### [Exercise task 1]
Translate this sentence from the aquarium glass thread into Spanish: "I myself like the look of a bending glass tank(and might want to get one) but what type of glass/sealant combo should I get?"

### [Source text]
● ● ●
# General > AquaTalk >  Different Aquarium(Glass) Types

## Griffith DreamWalker

Hey guys, recently I went to a fish shop asking about glass aquariums(as I'm planning for a new project) and apparently there are many different types of glass(and different thickness) plus different sealant types. I myself like the look of a bending glass tank(and might want to get one) but what type of glass/sealant combo should I get? I want a high-quality tank that is suitable for fresh, brackish and saltwater... I've heard of things like Plexiglas, crystal(?) glass and so on, so I'd like it if someone could explain or show me a link to all this. Also I'm interested in learning more about aquarium sealant and what's the best brand/type...  :Smile:

----------


## AQMS

I definitely do not recommend Plexiglas aka acrylic tank,reason being they are easily scratch.My preference will be 'crystal glass' with black silicon,not everybody is a black silicon fan. :Razz: 
here is a link from previous post...
● ● ●
Extracted rows
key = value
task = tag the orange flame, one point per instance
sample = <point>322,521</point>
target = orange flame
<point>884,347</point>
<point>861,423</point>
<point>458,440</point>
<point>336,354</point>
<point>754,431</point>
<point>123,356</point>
● ● ●
### [Exercise task 2]
State how many lines of the rows above contain the string "point", treating uppercase and lowercase as different, and reply with the number alone.

### [Full output 1]
A mí me gusta el aspecto de un acuario de vidrio curvado (y puede que quiera conseguir uno), pero ¿qué combinación de vidrio y sellador debería elegir?

### [Full output 2]
8